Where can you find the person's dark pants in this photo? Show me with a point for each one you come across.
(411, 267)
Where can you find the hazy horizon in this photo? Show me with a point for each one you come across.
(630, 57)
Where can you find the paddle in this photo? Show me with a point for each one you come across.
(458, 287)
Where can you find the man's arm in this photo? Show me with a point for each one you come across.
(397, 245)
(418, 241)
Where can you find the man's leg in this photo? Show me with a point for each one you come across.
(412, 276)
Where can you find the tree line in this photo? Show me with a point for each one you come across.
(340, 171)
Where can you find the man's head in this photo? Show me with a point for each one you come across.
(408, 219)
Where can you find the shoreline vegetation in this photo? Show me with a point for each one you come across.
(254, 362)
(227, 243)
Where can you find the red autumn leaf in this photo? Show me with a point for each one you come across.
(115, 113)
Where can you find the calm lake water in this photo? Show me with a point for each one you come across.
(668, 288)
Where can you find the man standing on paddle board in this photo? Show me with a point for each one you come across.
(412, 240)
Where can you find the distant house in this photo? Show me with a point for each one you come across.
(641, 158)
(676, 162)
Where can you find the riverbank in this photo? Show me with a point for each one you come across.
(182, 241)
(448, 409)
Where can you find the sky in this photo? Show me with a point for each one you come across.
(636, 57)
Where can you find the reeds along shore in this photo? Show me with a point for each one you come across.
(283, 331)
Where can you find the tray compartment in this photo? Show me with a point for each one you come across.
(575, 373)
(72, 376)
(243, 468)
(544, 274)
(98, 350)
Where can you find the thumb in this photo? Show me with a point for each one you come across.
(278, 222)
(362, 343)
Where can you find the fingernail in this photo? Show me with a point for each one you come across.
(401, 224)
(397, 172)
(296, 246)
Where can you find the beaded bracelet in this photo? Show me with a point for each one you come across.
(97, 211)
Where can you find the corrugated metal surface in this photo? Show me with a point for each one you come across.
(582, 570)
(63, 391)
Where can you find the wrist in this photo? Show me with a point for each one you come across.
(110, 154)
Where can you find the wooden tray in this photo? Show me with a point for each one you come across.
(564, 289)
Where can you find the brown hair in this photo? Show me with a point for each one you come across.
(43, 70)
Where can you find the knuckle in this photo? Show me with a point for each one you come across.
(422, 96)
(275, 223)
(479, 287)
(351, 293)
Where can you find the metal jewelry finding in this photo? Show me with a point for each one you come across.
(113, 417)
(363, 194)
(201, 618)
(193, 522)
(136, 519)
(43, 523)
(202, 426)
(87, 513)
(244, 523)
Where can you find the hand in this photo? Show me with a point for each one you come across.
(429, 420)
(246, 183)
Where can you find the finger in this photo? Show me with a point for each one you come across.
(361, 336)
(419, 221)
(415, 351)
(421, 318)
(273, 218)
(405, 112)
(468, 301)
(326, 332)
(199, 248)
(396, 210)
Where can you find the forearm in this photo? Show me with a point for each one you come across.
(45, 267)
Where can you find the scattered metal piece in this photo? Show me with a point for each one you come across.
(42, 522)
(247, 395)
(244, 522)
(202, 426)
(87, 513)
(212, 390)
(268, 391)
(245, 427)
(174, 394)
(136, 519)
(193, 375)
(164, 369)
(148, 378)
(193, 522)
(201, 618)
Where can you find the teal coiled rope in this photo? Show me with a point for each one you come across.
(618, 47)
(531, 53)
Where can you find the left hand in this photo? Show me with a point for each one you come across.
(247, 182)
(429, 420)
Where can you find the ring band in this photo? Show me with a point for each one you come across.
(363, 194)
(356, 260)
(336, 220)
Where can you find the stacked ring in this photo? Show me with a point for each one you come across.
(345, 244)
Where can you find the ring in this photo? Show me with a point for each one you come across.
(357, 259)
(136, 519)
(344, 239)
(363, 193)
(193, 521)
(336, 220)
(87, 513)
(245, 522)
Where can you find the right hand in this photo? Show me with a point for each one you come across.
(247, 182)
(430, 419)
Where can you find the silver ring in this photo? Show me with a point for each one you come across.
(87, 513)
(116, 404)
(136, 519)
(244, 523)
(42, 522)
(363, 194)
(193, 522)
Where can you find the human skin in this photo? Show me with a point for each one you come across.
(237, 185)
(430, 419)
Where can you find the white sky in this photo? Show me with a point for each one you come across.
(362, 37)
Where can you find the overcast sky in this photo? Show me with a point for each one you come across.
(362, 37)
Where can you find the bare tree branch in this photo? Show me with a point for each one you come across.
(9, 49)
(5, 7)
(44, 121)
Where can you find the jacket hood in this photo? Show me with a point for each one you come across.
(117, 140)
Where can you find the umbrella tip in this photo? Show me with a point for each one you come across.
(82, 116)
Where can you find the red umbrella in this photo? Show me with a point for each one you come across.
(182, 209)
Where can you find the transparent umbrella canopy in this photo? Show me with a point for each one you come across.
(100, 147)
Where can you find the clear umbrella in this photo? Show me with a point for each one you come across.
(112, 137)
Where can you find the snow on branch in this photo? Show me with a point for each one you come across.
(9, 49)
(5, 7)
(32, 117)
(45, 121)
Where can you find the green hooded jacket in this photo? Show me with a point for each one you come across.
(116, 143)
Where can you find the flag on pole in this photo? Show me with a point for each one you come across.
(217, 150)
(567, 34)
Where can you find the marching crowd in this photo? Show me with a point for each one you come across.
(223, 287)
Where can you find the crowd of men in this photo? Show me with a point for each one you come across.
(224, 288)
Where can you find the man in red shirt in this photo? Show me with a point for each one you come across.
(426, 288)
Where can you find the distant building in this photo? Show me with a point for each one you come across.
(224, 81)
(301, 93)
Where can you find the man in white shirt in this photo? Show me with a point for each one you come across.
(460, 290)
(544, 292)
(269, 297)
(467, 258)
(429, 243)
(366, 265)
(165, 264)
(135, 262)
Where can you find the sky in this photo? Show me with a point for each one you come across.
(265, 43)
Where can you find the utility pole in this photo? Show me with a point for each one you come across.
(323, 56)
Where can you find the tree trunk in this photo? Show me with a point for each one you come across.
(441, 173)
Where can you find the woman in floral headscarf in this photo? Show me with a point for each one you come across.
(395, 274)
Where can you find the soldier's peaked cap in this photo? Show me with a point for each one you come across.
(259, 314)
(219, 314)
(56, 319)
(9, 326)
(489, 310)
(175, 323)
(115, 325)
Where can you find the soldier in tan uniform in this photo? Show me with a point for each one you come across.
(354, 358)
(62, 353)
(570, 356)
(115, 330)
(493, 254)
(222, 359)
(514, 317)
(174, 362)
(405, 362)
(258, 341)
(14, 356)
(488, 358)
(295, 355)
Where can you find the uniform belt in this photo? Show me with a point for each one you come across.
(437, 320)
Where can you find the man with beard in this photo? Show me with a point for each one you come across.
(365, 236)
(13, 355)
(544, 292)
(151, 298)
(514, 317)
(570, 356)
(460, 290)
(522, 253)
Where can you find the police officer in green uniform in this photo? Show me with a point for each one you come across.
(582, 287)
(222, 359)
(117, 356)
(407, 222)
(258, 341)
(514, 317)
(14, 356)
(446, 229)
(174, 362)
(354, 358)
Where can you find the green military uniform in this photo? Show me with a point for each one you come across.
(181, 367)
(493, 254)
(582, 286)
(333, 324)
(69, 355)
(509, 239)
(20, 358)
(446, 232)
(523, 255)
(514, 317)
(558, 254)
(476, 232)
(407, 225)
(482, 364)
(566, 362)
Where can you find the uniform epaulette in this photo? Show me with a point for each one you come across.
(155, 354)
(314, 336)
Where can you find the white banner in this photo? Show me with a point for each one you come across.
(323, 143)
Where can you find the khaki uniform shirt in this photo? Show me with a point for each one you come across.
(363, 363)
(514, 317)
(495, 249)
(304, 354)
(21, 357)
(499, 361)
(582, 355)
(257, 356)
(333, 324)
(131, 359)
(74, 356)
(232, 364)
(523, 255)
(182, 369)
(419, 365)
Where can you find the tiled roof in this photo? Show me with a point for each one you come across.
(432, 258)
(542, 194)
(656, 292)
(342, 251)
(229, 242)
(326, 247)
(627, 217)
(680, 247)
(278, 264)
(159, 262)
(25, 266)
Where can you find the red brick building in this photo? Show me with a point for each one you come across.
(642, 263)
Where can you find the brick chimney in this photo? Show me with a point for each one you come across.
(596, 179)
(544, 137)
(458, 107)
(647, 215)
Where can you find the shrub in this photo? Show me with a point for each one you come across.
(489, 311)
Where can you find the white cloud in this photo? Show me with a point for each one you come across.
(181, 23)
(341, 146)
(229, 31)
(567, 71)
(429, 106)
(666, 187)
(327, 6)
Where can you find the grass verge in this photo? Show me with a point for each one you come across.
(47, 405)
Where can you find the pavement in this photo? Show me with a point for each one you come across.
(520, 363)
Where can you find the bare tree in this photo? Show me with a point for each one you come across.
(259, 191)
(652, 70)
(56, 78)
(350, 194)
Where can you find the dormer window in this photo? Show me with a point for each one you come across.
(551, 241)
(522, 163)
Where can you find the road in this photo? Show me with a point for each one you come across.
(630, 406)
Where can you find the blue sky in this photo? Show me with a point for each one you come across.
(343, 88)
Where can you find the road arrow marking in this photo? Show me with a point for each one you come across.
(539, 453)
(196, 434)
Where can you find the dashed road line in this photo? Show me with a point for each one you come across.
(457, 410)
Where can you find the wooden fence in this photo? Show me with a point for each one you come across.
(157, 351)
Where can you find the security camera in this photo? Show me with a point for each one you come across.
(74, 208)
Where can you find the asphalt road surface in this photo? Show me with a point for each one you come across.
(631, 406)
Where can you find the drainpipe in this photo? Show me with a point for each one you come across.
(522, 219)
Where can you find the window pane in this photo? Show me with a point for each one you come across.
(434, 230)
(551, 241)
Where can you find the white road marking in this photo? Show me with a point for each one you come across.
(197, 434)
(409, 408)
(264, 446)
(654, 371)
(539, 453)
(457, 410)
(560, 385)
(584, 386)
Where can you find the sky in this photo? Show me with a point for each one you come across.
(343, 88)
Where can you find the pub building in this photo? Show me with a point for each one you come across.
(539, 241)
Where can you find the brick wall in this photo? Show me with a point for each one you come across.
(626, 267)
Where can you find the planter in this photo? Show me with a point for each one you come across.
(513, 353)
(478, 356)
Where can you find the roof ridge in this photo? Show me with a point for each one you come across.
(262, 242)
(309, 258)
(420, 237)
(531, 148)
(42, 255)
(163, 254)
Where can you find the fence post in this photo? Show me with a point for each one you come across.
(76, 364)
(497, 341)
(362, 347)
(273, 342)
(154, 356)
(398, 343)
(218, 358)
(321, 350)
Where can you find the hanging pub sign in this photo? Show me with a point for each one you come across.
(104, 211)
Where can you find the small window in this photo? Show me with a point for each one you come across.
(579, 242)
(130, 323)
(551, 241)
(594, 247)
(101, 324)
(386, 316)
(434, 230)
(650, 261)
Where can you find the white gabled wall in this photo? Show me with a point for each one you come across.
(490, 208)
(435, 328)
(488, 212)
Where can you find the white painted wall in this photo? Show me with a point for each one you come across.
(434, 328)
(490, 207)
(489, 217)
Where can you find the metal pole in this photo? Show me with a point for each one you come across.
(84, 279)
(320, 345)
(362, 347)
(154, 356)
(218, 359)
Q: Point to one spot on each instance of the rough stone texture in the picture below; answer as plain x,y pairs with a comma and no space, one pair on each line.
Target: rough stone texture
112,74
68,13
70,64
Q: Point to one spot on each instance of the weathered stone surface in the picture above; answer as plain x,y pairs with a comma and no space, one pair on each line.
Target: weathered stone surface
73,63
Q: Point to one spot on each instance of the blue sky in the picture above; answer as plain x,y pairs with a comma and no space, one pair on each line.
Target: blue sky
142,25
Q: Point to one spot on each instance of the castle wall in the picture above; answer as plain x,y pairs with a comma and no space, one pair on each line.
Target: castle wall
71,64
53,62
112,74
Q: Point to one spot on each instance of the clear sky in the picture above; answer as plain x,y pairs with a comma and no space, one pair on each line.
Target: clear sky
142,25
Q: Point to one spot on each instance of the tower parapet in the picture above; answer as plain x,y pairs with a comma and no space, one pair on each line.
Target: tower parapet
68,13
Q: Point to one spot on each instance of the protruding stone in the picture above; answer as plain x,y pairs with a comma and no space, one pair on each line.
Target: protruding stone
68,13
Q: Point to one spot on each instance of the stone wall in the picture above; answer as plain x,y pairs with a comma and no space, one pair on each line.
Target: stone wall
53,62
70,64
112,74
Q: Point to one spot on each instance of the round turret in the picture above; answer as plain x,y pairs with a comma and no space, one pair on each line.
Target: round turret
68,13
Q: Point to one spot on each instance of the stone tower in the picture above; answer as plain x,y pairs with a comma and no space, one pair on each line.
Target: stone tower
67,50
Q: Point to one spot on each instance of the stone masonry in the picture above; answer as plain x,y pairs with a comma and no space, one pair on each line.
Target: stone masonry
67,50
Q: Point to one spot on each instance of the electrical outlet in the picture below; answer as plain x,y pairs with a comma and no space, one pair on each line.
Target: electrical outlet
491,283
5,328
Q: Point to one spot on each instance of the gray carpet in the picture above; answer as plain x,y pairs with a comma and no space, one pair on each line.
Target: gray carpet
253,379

◆ ◆ ◆ ◆ ◆ ◆ ◆

### Aim of the task
Your task is to copy every line of the entries that contains the string "below".

### Answer
Q: Point to one spot on each instance of the rough stone texture in the picture below; answer as plain x,y pairs with a comma and no space, one pair on each line.
Q: Point to one spot on each instance of the electrical outlet in the picture below; answer as plain x,y pairs with a comma and no space, one pair on each line.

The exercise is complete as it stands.